# GOAL
From the records below, gather every line that contains the string "wooden", treating uppercase and lowercase as different, and copy each such line in full.

# THE DATA
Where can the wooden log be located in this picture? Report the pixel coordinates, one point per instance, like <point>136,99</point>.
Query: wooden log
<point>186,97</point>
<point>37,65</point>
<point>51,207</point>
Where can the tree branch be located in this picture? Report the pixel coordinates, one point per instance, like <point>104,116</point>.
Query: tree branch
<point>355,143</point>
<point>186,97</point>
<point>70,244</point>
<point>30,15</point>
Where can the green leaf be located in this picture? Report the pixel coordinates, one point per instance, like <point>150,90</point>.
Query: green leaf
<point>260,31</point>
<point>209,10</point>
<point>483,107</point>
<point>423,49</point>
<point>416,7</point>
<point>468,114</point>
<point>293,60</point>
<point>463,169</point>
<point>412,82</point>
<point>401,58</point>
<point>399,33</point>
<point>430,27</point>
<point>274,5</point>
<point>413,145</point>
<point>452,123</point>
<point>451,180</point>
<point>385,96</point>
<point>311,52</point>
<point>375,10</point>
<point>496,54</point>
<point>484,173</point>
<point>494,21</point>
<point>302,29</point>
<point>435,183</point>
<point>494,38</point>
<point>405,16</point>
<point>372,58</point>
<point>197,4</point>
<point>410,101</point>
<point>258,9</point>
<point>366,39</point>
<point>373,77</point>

--

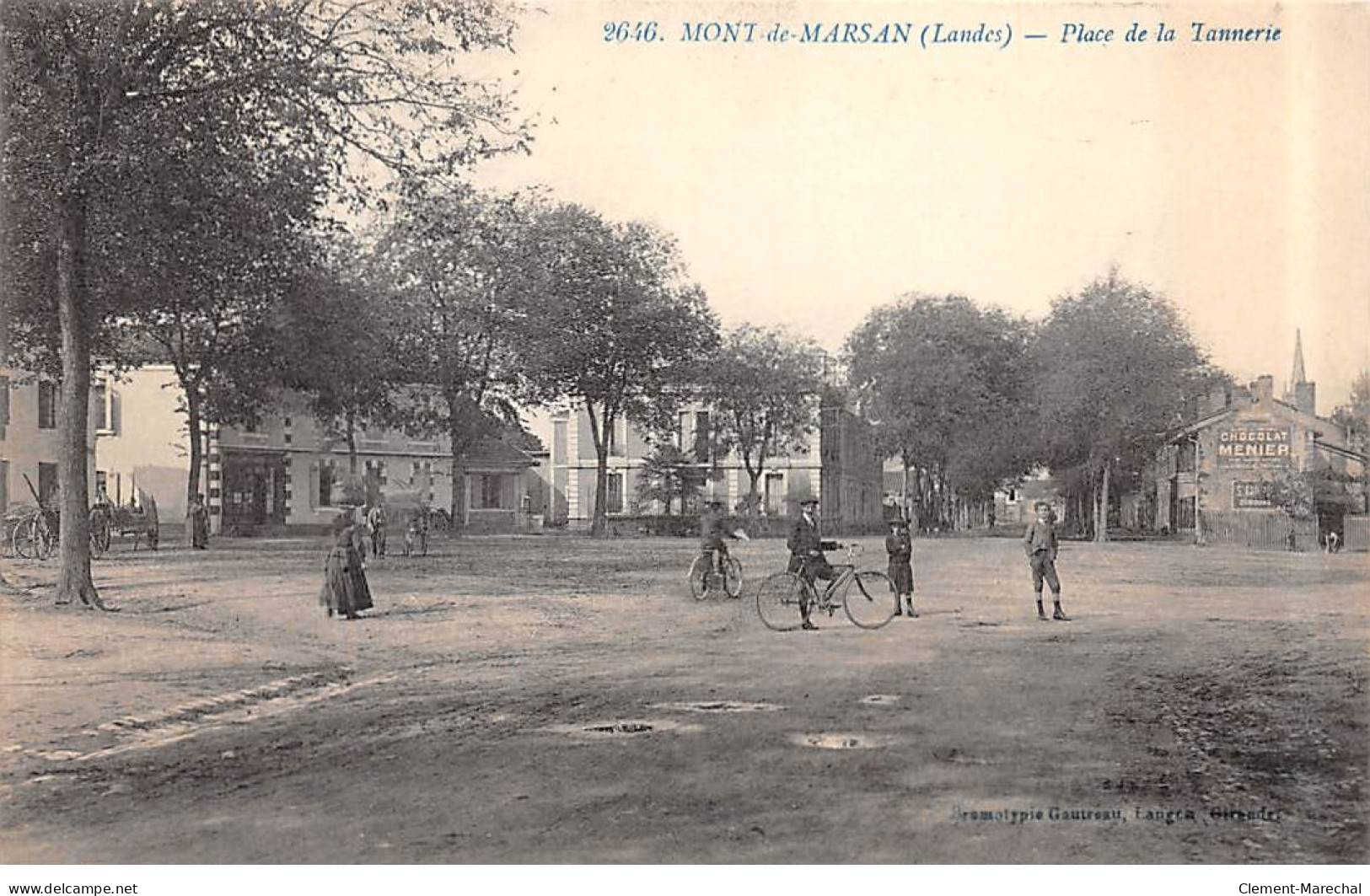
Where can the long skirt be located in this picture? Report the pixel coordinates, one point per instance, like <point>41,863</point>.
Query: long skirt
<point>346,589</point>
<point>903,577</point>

# FULL ANSWER
Where can the wooden log be located in this picture? Report the pixel coordinates, one point per instance, like <point>136,99</point>.
Query: wooden log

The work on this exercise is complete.